⟨

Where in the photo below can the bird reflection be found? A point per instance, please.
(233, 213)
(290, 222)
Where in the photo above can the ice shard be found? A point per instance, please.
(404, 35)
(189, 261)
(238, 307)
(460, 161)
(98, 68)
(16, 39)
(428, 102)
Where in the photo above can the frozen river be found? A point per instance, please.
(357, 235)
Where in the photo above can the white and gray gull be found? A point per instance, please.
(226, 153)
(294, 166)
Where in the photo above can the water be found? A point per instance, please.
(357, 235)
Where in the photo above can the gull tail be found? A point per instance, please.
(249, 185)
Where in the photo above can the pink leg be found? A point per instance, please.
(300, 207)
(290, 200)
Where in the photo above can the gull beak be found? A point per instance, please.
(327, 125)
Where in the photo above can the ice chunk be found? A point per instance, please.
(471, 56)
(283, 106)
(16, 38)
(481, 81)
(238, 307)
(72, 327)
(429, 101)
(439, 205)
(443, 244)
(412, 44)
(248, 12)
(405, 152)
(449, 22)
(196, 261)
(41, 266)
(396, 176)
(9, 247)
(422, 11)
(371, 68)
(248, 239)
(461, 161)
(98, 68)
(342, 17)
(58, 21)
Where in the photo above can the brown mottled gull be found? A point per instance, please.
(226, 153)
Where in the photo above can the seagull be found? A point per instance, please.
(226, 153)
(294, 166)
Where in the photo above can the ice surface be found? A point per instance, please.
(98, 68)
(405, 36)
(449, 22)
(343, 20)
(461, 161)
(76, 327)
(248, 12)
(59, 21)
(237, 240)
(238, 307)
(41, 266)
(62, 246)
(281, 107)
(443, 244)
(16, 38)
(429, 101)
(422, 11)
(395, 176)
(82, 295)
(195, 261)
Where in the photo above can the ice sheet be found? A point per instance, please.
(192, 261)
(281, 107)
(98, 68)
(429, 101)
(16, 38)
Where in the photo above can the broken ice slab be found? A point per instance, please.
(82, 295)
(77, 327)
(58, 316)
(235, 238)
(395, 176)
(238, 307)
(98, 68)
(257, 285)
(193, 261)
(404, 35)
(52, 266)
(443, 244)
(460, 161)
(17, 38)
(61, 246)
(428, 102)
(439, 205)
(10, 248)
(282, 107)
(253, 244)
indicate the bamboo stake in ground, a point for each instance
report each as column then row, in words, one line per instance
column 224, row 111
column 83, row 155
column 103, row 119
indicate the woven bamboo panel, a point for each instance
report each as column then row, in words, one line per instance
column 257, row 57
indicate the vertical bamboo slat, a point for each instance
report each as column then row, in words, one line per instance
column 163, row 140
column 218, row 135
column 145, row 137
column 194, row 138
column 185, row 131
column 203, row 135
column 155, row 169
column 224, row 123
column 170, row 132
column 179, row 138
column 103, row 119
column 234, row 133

⟩

● **Work request**
Exactly how many lines in the records contain the string "indicate"? Give that number alone.

● **Problem solution**
3